**LA CONSIGNE:** Selon le document ci-dessous, combien se paie le fret d'une tonne de marchandise arrivant d'Europe ? Répondez en quelques mots, s'il vous plaît.
━━ DOCUMENT
Peut-on s'étonner dès lors du prix exorbitant atteint par certaines choses?
Ainsi le fret d'une tonne de marchandise arrivant d'Europe se paie une cinquantaine
de francs, lorsqu'il faudrait donner jusqu'à 500 francs pour tirer le même
objet à 50 lieues de Lima. Quant aux voies de navigation fluviale, il n'y
fallait point penser; le simple examen de la carte suffit pour s'en convaincre
, et l'on a peine à croire qu'un esprit sérieux ait jamais pu concevoir un
projet de canal « qui, partant du Pacifique, devait aboutir à l'un des
affluents de l'Amazone.» Il ne faut pas oublier en effet qu'entre les points
navigables de l’Amazone ou de l'un de ses affluents, s'il s'en trouve
quelques-uns qui ne soient guère distants de plus de 60 lieues du Pacifique, il
reste à franchir la chaîne des Andes et 5000 mètres d'élévation.
━━━━
━━ DONNÉES BRUTES
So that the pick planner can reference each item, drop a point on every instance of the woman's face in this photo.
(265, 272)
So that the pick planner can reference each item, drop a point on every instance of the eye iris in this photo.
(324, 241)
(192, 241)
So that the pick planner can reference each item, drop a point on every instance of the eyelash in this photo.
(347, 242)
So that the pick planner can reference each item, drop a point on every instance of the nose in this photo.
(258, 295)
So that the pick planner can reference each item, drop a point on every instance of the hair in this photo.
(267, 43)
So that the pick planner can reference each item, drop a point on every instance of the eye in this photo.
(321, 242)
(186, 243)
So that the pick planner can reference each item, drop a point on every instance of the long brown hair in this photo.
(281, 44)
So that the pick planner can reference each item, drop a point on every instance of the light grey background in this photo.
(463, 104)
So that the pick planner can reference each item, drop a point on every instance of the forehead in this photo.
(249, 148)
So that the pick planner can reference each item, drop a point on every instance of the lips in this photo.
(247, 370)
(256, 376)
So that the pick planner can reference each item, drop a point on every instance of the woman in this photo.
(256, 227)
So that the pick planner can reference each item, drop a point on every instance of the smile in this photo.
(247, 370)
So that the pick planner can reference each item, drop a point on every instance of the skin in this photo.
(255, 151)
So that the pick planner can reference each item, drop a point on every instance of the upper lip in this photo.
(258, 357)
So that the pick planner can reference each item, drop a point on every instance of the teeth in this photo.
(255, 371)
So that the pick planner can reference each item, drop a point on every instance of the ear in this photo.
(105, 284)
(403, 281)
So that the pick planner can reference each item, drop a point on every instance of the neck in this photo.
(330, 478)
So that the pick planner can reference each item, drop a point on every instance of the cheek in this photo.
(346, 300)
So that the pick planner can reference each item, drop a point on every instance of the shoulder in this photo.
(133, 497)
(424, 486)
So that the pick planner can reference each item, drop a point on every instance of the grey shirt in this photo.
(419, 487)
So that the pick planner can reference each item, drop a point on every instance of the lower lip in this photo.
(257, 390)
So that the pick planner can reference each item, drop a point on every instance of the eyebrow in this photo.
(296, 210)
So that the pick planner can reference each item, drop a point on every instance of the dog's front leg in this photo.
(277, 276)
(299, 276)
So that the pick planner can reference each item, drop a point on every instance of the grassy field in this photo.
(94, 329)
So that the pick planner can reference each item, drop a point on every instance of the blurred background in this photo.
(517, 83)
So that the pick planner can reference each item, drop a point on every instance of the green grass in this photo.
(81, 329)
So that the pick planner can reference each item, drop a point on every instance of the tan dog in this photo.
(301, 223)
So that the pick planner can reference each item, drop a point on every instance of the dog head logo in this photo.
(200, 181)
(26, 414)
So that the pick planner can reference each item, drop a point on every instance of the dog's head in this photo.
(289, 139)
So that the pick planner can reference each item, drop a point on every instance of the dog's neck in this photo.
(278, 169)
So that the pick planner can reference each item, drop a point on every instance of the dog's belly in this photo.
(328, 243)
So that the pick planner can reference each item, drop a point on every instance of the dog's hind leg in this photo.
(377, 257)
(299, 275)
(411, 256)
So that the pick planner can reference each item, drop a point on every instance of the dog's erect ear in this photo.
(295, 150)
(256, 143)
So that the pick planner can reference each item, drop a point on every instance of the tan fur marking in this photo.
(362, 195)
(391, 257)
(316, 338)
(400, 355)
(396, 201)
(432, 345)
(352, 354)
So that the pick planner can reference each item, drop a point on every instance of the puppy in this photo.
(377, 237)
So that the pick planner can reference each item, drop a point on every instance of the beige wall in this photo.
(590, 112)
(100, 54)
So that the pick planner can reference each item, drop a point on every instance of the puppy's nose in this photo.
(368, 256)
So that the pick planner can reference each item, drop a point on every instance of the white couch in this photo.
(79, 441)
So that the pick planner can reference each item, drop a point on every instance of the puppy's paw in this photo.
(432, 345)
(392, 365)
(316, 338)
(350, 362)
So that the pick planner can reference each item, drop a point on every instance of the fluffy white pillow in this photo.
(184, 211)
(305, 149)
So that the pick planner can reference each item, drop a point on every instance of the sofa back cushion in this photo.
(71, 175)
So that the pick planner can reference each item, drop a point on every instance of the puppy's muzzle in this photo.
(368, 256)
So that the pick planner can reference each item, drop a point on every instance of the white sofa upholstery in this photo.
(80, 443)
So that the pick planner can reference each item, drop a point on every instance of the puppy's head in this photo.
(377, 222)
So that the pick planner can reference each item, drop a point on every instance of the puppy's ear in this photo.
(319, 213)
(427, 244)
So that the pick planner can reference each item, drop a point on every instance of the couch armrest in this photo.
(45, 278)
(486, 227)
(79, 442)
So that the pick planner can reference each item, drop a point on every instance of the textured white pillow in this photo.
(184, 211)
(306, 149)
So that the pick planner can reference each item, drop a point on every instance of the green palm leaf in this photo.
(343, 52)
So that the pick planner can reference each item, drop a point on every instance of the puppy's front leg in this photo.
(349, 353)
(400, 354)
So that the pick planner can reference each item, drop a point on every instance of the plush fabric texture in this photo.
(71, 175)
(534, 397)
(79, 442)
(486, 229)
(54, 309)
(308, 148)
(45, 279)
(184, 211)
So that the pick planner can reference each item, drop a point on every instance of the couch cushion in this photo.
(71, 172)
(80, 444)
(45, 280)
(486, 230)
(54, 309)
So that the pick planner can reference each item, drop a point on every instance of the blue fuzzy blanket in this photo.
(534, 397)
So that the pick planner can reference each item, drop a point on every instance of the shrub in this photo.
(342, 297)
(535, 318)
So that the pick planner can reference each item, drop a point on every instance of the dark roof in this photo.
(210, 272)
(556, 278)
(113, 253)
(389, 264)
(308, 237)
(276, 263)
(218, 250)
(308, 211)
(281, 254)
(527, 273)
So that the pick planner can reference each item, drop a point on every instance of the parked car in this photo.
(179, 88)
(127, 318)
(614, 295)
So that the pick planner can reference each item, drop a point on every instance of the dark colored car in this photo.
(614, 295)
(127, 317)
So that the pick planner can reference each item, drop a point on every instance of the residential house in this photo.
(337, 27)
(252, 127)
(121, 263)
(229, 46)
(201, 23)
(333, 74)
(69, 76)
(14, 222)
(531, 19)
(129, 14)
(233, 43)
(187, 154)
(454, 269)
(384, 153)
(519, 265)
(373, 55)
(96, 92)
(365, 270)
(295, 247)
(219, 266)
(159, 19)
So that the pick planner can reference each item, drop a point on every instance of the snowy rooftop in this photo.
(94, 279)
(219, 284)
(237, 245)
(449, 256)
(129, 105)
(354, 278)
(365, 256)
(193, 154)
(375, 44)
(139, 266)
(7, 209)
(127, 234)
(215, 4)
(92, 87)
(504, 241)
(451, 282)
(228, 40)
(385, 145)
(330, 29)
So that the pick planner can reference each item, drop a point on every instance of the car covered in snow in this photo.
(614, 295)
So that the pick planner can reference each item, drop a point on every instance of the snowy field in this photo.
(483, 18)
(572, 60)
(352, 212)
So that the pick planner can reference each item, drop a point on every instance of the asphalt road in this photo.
━━━━
**RÉSULTAT DE L'EXERCICE:** Une cinquantaine de francs.